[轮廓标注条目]
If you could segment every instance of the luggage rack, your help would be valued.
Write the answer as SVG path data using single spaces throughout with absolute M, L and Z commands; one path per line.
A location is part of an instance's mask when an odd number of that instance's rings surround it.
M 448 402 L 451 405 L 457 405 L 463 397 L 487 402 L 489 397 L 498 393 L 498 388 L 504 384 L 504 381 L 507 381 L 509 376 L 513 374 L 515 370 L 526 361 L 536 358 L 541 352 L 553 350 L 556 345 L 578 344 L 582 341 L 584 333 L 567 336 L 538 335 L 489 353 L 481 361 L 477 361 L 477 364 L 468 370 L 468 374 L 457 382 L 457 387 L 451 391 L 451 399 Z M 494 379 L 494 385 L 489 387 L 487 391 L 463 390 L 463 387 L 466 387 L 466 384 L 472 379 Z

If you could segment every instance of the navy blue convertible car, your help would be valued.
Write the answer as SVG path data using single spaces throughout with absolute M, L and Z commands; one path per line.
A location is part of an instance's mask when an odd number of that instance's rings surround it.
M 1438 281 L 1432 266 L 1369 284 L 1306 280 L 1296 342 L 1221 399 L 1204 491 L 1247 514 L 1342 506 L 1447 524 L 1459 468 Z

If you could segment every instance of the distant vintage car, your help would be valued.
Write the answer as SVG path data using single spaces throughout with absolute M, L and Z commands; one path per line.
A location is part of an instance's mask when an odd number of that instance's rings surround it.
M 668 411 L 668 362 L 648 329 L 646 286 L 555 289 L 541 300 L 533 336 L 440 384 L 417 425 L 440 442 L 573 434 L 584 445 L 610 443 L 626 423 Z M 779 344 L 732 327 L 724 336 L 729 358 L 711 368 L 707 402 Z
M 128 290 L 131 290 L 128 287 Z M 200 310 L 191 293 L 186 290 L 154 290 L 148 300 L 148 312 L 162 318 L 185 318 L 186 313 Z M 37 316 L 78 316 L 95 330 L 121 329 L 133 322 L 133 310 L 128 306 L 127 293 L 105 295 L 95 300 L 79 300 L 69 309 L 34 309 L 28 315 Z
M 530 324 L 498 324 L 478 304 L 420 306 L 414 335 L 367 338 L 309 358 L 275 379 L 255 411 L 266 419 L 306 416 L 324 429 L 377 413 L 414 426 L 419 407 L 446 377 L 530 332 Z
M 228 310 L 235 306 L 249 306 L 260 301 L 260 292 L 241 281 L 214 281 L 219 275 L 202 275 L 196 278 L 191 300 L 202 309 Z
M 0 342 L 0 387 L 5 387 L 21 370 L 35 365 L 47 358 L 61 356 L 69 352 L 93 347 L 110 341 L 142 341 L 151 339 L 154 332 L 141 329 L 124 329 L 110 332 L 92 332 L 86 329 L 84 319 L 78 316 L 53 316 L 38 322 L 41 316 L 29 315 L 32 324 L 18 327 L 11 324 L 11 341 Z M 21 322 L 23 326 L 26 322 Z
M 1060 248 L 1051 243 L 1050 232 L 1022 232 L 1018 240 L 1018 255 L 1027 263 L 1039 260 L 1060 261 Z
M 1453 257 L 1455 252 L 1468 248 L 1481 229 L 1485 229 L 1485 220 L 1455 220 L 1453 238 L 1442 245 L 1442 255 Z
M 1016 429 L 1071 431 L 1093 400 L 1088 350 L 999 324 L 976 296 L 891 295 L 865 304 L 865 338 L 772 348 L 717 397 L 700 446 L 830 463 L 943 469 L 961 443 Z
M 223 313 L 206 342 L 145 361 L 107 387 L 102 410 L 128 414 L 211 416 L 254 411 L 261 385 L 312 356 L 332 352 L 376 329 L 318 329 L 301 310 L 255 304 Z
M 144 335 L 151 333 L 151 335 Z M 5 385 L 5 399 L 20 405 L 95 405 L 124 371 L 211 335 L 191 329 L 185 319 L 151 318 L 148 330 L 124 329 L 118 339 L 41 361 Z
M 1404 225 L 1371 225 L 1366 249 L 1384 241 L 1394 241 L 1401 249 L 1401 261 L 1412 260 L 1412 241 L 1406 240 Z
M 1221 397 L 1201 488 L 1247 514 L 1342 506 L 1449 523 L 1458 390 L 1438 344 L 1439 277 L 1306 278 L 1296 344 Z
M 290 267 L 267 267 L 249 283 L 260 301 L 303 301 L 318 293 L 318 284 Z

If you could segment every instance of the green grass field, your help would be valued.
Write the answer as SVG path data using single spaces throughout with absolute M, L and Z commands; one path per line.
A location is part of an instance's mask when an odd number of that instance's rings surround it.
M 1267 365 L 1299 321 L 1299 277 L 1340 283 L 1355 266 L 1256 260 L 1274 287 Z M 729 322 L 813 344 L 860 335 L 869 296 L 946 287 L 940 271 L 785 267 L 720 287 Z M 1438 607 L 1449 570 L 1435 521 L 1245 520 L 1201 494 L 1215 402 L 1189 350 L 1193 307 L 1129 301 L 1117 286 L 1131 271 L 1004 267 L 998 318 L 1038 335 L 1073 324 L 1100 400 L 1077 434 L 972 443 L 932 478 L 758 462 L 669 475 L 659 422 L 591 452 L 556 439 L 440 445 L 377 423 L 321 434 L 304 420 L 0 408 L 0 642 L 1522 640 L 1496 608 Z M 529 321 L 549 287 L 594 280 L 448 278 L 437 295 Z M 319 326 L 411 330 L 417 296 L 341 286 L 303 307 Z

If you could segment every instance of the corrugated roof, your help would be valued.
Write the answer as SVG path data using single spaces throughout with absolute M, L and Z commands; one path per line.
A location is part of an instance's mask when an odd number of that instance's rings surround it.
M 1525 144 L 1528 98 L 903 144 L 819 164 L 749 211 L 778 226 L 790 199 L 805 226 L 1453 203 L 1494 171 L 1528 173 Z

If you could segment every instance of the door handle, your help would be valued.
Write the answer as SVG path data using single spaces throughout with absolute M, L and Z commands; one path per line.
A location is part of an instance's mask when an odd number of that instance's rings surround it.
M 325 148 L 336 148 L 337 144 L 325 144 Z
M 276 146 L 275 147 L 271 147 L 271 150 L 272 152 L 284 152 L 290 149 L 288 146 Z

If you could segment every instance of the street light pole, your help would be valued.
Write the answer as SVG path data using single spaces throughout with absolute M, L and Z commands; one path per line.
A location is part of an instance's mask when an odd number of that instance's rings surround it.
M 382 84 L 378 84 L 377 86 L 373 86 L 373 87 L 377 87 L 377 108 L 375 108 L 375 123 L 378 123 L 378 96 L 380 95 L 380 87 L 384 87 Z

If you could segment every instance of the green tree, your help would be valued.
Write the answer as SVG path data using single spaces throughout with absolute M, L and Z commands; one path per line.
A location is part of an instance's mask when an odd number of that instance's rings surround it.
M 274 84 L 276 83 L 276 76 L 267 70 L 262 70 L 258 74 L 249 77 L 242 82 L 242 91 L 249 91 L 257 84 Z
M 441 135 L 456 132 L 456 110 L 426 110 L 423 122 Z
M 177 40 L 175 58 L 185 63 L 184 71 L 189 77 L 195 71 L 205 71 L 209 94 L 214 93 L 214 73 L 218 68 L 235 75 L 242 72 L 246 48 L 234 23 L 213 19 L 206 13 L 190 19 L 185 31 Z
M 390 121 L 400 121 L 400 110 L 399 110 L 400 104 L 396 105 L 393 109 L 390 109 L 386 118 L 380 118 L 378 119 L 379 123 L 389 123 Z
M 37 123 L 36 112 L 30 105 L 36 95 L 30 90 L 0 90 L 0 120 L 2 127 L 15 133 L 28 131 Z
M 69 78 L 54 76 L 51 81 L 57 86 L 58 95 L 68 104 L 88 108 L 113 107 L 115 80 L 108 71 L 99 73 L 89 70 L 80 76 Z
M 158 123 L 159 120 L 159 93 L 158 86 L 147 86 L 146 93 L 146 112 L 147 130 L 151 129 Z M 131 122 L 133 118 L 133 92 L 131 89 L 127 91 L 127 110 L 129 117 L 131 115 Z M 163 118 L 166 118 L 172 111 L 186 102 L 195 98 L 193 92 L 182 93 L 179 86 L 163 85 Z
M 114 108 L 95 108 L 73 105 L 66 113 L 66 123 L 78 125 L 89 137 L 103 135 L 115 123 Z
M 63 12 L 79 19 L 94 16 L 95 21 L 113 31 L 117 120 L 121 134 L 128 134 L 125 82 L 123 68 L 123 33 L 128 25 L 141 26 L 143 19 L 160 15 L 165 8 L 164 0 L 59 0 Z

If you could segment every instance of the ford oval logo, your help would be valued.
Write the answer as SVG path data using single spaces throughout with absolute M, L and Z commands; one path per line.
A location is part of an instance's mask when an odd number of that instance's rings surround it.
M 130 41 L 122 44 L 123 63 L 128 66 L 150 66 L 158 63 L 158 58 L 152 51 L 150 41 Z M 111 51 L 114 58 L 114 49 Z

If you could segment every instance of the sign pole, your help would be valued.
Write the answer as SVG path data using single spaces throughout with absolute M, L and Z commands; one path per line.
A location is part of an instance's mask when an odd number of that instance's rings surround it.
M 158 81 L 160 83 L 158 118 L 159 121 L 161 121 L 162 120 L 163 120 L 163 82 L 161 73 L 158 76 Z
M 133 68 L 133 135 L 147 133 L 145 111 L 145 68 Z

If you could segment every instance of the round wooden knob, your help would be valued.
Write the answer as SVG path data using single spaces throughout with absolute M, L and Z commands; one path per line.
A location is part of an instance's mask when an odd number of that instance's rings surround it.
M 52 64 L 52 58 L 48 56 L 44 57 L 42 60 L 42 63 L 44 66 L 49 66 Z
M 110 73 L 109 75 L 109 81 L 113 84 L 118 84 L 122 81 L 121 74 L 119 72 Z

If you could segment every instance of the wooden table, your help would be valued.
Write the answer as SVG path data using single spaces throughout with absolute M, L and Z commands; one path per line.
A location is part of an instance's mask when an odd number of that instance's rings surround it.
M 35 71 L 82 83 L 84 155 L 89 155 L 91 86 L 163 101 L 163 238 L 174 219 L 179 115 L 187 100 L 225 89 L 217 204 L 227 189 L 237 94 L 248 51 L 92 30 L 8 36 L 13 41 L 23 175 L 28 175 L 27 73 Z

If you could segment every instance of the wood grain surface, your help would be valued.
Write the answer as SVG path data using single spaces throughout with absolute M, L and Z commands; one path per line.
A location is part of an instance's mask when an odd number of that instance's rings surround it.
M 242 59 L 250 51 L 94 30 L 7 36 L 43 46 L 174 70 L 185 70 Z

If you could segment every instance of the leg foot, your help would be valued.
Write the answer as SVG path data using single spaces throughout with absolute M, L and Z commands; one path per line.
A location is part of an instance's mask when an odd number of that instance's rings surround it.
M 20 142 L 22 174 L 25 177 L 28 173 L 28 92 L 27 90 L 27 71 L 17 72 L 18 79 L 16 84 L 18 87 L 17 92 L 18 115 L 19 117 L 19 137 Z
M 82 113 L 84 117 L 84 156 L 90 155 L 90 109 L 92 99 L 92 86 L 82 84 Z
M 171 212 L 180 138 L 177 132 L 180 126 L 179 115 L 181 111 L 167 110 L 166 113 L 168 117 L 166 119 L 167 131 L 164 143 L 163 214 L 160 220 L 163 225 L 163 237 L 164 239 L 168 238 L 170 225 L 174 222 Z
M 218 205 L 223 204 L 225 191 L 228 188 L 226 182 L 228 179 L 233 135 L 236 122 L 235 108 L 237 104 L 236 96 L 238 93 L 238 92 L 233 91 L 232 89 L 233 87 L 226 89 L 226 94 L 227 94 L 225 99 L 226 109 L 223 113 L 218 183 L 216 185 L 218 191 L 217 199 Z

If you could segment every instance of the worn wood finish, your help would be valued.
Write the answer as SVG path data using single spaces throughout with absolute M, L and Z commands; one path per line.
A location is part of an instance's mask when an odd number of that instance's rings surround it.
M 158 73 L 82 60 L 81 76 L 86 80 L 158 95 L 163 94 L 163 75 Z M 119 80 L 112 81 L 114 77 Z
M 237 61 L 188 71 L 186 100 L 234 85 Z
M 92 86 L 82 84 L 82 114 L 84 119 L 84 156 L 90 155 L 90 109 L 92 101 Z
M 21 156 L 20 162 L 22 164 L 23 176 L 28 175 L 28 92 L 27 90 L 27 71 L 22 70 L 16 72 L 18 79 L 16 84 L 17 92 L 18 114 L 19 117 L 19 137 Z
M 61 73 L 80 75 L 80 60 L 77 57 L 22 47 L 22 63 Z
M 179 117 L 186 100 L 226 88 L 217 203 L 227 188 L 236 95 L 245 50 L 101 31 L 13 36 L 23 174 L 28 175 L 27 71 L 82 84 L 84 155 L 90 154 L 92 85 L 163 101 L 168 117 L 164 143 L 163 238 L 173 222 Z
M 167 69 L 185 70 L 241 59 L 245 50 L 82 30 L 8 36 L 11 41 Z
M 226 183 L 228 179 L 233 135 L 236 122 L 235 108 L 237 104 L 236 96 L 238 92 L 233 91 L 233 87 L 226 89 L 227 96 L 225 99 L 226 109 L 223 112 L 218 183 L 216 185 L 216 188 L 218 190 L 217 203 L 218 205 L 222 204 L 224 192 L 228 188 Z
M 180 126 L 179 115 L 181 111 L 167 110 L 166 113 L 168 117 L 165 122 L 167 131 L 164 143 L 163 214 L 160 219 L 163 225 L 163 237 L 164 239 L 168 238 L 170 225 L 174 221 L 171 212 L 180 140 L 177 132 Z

# [任务要求]
把从记录开头一直到包含"M 448 402 L"的那一行（含该行）为止的所有行整理成 JSON 字符串列表，每行对应一个字符串，空行略去。

# [本题作答]
[
  "If you could segment every instance of the luggage rack, your help would be valued.",
  "Write the answer as SVG path data using single spaces throughout with absolute M, L and Z commands; one path per line.",
  "A location is part of an instance's mask when an odd number of that instance's rings surround it.",
  "M 448 402 L 451 405 L 457 405 L 463 397 L 487 402 L 489 397 L 498 393 L 498 388 L 504 384 L 504 381 L 507 381 L 509 376 L 513 374 L 515 370 L 526 361 L 536 358 L 541 352 L 553 350 L 556 345 L 578 344 L 582 341 L 584 333 L 567 336 L 538 335 L 489 353 L 481 361 L 477 361 L 477 364 L 468 370 L 468 374 L 457 382 L 457 387 L 451 391 L 451 399 Z M 494 379 L 494 385 L 489 387 L 487 391 L 463 390 L 463 387 L 466 387 L 466 384 L 472 379 Z"
]